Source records
────────────────────

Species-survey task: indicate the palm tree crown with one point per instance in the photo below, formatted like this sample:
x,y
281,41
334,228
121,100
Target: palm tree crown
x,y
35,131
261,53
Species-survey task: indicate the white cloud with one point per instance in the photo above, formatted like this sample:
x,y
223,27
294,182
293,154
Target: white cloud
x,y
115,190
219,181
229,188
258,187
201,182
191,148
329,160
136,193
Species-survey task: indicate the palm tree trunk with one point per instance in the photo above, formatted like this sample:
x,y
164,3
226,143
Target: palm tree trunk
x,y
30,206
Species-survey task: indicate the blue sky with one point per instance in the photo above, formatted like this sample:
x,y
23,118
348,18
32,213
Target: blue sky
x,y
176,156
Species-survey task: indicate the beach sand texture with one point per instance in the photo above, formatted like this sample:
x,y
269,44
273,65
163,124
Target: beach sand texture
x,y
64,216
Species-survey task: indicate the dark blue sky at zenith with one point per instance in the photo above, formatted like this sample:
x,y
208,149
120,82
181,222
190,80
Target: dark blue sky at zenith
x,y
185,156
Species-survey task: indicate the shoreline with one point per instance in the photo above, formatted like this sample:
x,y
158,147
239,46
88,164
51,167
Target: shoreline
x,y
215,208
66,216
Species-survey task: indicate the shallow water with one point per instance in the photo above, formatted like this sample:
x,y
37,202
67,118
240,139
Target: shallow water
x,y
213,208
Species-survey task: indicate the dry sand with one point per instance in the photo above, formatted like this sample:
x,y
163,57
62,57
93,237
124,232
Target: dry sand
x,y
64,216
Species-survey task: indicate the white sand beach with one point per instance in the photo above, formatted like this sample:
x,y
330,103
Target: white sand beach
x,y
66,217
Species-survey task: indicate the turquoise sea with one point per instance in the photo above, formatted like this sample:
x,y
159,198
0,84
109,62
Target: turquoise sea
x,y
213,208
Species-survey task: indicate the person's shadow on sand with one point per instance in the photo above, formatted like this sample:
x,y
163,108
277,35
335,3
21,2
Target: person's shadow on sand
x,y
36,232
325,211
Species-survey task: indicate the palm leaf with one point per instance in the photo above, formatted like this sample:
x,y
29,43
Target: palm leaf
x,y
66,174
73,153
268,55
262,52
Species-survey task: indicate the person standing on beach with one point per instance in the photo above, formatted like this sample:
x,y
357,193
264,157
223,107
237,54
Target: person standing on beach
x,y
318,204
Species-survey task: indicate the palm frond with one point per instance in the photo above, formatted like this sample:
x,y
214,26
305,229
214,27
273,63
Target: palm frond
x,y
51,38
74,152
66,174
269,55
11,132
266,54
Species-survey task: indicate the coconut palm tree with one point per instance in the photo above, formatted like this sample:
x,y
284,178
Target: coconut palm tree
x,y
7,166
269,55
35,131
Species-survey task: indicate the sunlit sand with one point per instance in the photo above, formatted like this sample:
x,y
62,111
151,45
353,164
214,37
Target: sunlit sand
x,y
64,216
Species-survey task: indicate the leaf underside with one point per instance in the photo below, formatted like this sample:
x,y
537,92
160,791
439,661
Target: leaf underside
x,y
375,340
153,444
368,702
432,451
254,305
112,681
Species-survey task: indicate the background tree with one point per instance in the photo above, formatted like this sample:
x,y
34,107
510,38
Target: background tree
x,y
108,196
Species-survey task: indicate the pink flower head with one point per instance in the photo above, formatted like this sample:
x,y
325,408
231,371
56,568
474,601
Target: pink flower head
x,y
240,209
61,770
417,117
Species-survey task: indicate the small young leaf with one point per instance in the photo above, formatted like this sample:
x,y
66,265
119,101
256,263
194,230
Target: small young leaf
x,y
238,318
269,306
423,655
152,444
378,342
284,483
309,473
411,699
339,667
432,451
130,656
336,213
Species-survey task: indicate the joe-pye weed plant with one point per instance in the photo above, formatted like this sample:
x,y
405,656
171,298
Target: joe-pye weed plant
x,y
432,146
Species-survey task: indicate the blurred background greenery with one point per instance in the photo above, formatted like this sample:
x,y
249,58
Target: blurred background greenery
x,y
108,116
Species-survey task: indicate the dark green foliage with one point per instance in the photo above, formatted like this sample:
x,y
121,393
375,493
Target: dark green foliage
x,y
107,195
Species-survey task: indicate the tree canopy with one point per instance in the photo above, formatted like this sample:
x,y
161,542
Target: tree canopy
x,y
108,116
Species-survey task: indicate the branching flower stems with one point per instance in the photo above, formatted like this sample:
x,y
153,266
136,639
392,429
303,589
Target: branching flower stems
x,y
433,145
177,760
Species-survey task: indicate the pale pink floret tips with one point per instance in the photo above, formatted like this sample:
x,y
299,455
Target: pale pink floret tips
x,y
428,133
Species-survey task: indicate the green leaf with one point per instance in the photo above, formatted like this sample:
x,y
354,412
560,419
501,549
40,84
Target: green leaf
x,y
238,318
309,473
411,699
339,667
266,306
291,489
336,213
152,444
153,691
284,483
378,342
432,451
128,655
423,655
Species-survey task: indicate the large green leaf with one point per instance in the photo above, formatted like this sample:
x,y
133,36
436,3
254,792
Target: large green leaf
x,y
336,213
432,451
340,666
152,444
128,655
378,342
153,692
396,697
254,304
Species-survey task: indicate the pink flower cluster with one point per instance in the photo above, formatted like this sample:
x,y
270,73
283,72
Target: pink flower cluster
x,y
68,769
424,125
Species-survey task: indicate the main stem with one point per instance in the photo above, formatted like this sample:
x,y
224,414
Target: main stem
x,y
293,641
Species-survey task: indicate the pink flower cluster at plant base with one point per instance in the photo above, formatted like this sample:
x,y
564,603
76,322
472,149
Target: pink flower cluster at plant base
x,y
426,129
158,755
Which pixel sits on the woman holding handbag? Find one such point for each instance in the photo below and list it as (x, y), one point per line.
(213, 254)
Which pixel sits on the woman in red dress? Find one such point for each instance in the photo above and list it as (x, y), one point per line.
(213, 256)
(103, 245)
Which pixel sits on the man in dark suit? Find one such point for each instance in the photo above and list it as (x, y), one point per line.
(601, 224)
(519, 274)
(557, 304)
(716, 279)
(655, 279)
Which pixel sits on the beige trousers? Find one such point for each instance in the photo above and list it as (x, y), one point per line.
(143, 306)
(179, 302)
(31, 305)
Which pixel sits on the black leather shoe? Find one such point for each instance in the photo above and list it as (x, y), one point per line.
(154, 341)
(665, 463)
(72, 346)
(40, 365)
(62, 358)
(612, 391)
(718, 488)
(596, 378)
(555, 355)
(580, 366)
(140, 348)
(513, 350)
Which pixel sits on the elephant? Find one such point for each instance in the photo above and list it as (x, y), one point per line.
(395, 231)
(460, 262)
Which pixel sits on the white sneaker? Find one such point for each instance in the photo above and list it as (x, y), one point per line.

────────────────────

Every line of the data must be reproduced exactly.

Species-survey task: indicate the palm tree crown with one point per instance in the photo below, formatted like this sample:
x,y
281,41
334,228
121,100
Target: palm tree crown
x,y
35,131
261,53
Species-survey task: indicate the white cloud with one point per instance in the photo above, formatted like this sample:
x,y
223,27
294,182
293,154
Target: white cloud
x,y
115,190
219,181
229,188
258,187
201,182
191,148
329,160
136,193
Species-survey task: indicate the palm tree trunk with one point per instance in the photo above, formatted like this sample:
x,y
164,3
226,143
Target: palm tree trunk
x,y
30,206
Species-survey task: indicate the blue sky with one point per instance in the photo above, formatted like this sample:
x,y
23,118
348,18
32,213
Target: blue sky
x,y
176,156
Species-survey task: indicate the beach sand texture with one point per instance in the photo above, formatted like this sample:
x,y
269,44
273,65
163,124
Target: beach sand texture
x,y
64,216
Species-survey task: indicate the dark blue sky at zenith with one point per instance in the photo above, formatted like this sample:
x,y
208,149
120,82
181,222
190,80
Target: dark blue sky at zenith
x,y
185,156
Species-survey task: indicate the shoreline with one point per instance in the photo above, formatted like this sample:
x,y
158,147
239,46
88,164
51,167
Target: shoreline
x,y
215,208
66,216
Species-survey task: indicate the shallow water with one point per instance in the photo above, formatted like this sample:
x,y
37,202
67,118
240,139
Target: shallow water
x,y
213,208
Species-survey task: indicate the dry sand with one point per instance in the photo above, formatted like this sample:
x,y
163,57
62,57
93,237
124,232
Target: dry sand
x,y
64,216
Species-survey task: indicate the white sand beach with one point per instance in the photo above, formatted like this sample:
x,y
330,103
Target: white sand beach
x,y
66,217
Species-survey task: indicate the turquoise sea with one point per instance in the photo above, formatted like this sample:
x,y
159,198
0,84
109,62
Target: turquoise sea
x,y
213,208
Species-survey task: indicate the person's shadow on sand with one point per instance in the photo above, formatted like this sample:
x,y
163,108
277,35
335,3
21,2
Target: person's shadow on sand
x,y
36,232
325,211
Species-survey task: indicate the palm leaf with one point per instance in the photo above, formatted like this sample:
x,y
29,43
Target: palm leaf
x,y
66,174
73,153
268,55
262,52
Species-survey task: indicate the person standing on beach with one point per instance in the photo above, formatted like this sample:
x,y
357,193
264,157
223,107
237,54
Target: person standing on beach
x,y
318,204
Species-survey task: indicate the palm frond with one point per instance in the photo above, formatted like this sample:
x,y
214,26
305,229
214,27
273,63
Target: palm frond
x,y
51,38
74,152
66,174
269,55
11,132
266,54
Species-survey task: indicate the coconut palm tree with one point per instance in the photo above, formatted like this sample:
x,y
284,178
Target: coconut palm tree
x,y
7,166
269,55
35,131
Species-survey task: indicate the sunlit sand with one point per instance in the photo above, formatted like this sample:
x,y
62,111
151,45
353,164
214,37
Target: sunlit sand
x,y
64,216
Species-survey task: indicate the leaf underside with one point per instance in the photo below, formatted like this sample:
x,y
537,92
160,791
439,661
Target: leaf underside
x,y
375,340
153,444
368,702
432,451
254,305
112,681
Species-survey task: indicate the background tree with one point per instance in the photo above, formatted like this sample:
x,y
34,107
510,38
Target: background tree
x,y
108,196
Species-survey task: indicate the pink flower head with one point per instance in the photo above, formatted like this sample:
x,y
325,408
231,371
56,568
474,601
Target: pink flower head
x,y
240,209
61,770
417,117
Species-survey task: indicate the small young leaf with one point per instance in the photo above, formatted like this sample:
x,y
66,265
119,101
256,263
194,230
Target: small young leaf
x,y
238,318
269,306
423,655
152,444
378,342
284,483
309,473
411,699
339,667
432,451
130,656
336,213
Species-survey task: indicate the joe-pye weed plant with one point per instance in the photo above, formatted like this sample:
x,y
405,656
171,298
Target: joe-pye weed plant
x,y
432,146
Species-survey task: indicate the blurred background greenery with one point per instance in the photo above, formatted like this sample:
x,y
249,58
Target: blurred background greenery
x,y
108,116
Species-survey task: indicate the dark green foliage with one point per instance in the photo above, formatted like this sample:
x,y
121,393
375,493
Target: dark green foliage
x,y
107,195
Species-survey task: indicate the tree canopy with one point per instance in the photo above, formatted like this sample:
x,y
161,542
Target: tree canopy
x,y
108,116
Species-survey task: indicate the branching flower stems with one point per instance in the photo above, formatted like this sample:
x,y
153,266
136,639
392,429
303,589
Target: branching flower stems
x,y
433,145
177,760
Species-survey task: indicate the pale pink floret tips with one point per instance in the photo above, formatted like this sample:
x,y
299,455
Target: pale pink floret tips
x,y
428,133
Species-survey task: indicate the green leaf with one point per instance in the photo above, formatted like this sample:
x,y
354,412
560,419
501,549
40,84
Target: green leaf
x,y
238,318
309,473
411,699
339,667
266,306
291,489
336,213
152,444
153,691
284,483
378,342
432,451
128,655
423,655
Species-survey task: indicate the large green leaf with one point per instance in the photo above, formatted like this sample:
x,y
133,36
436,3
254,792
Target: large green leaf
x,y
336,213
432,451
340,666
152,444
128,655
378,342
153,692
396,697
254,304
Species-survey task: indicate the pink flower cluster with one point per instance in the photo above, formatted like this sample:
x,y
270,73
283,72
Target: pink flower cluster
x,y
68,769
424,125
Species-survey task: indicate the main stem with one point per instance in the photo above, formatted like this sample:
x,y
224,414
Target: main stem
x,y
293,641
Species-survey task: indicate the pink flower cluster at plant base with one point per instance in the photo above, formatted like this sample:
x,y
564,603
76,322
472,149
Target: pink flower cluster at plant base
x,y
426,129
158,755
Which pixel sits on the woman holding handbag? Find one such point for each instance in the photo below and list it as (x, y), one point per line.
(213, 254)
Which pixel sits on the woman in red dress? Find one such point for each instance in the photo above and list it as (x, y), one point per line.
(213, 256)
(103, 245)
Which pixel sits on the man in dark suit? Find one such point for each instance in the photo above and list it as (x, y), one point per line.
(601, 224)
(519, 274)
(557, 304)
(716, 279)
(655, 279)
Which pixel sits on the beige trousers? Find one such point for each instance in the photo above and list it as (x, y), one point per line.
(143, 306)
(179, 302)
(31, 305)
Which pixel sits on the black leather shoe? Find one such point for each instance in the photo above and list it as (x, y), one point per line.
(154, 341)
(665, 463)
(72, 346)
(40, 365)
(62, 358)
(612, 391)
(718, 488)
(596, 378)
(555, 355)
(580, 366)
(140, 348)
(513, 350)
Which pixel sits on the elephant? Find one such point for each instance in the photo above and list it as (x, y), one point per line.
(395, 231)
(460, 262)
Which pixel sits on the white sneaker? Find one such point for each instance in the photo above and list it as (x, y), one point per line.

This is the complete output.